SUPPLIED RECORDS =>
-------------------------
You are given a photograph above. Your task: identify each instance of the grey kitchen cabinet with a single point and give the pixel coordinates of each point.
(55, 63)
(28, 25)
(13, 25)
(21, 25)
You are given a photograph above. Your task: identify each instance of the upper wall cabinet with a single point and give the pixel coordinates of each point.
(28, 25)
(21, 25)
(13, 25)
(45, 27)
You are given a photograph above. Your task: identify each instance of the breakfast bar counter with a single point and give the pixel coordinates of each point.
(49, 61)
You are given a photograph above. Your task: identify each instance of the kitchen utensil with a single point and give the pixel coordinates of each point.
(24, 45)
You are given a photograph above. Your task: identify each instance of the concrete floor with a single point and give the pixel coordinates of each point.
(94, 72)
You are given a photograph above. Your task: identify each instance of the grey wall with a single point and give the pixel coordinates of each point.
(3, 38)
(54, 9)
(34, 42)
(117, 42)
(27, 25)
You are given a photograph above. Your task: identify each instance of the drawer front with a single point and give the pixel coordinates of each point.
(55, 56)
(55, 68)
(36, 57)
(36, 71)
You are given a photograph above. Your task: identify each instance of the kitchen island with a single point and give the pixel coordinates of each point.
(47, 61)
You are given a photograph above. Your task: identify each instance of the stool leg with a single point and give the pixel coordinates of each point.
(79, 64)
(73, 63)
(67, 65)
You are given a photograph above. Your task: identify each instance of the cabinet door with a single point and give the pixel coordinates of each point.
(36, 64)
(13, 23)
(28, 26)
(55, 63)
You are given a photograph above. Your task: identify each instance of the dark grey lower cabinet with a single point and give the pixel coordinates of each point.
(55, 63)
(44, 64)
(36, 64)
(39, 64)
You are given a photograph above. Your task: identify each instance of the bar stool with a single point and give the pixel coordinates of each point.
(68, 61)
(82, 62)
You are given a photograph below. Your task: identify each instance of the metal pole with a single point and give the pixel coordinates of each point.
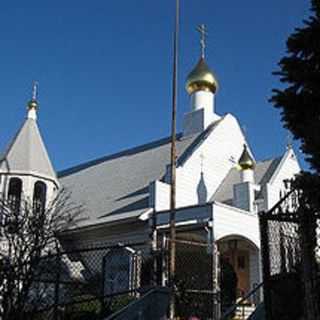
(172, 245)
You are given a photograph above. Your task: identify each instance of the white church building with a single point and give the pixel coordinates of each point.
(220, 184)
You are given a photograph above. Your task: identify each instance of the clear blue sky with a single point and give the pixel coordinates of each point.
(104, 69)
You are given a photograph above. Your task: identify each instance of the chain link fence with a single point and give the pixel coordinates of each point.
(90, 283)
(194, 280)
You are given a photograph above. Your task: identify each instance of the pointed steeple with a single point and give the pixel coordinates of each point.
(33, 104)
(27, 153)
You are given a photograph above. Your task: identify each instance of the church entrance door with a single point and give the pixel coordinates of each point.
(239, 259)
-------------------------
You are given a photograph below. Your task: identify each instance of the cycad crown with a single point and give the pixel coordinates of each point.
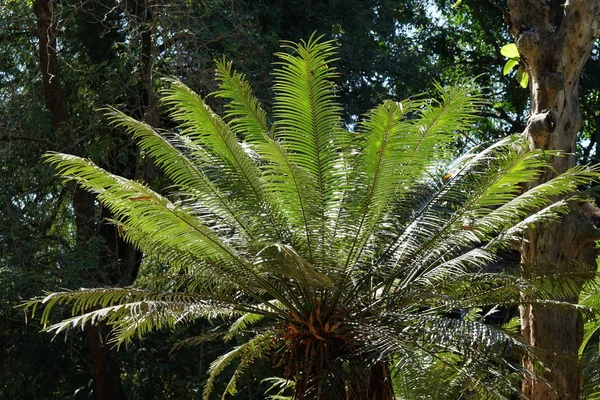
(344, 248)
-------------------------
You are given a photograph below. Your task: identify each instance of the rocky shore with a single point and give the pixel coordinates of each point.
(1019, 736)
-------------------------
YOUR TASK => Return each line in the rows above that contains the word "stool", treating uppercase and lowercase as different.

COMPLETE ANSWER =>
You are given a photograph above. Your task: identify each instance of the stool leg with a single point and give the pixel coordinates of each point.
You are given a photograph above. Your task: identify each instance of the bar stool with a single point and give the pixel coordinates of each point.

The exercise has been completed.